- _What you should do_
From the line with "Where can the dog's head" to the final line, print the records exactly as they are.

++++ Supplied entries ++++

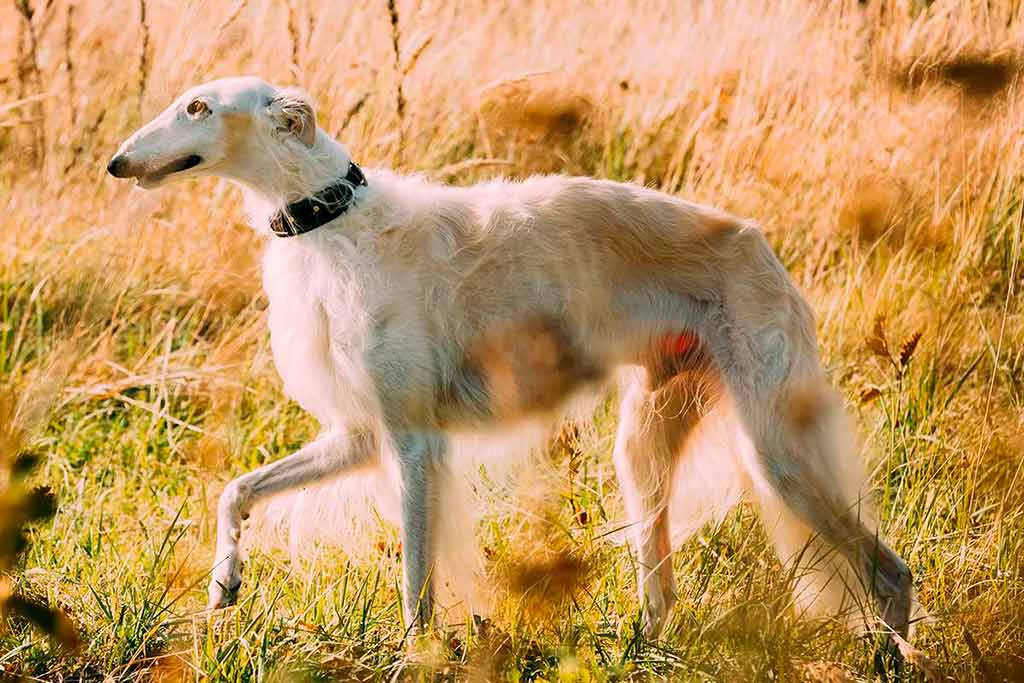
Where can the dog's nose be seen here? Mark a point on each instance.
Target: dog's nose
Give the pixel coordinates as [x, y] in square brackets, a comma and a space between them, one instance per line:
[118, 166]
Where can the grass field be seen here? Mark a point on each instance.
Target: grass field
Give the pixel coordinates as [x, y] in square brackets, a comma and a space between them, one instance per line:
[880, 144]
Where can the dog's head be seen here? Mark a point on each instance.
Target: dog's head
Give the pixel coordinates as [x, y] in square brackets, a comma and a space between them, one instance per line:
[231, 128]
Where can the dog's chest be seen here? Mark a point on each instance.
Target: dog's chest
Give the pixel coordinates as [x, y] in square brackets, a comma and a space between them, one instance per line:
[318, 331]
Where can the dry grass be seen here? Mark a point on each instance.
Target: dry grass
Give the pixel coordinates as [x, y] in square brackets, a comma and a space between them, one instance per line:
[880, 144]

++++

- _Answer to this exercise_
Where can the dog's head be seen here? Mark a point on each instance.
Target: dog's head
Give the pixel coordinates as [x, y] in square brackets, a comma and a space between them, one instance per line:
[231, 128]
Where can the dog's chest be seen here? Mark a point on each instance.
Target: dog's chest
Give the pixel coordinates as [x, y] in square brackets, a comma and a space between them, one instance per line:
[318, 331]
Where can the dry grass be seen here? Mark a point on each instance.
Target: dry grass
Give the pixel coordinates as [x, y] in square brackets, a comma and a space between them, one instance per line:
[880, 144]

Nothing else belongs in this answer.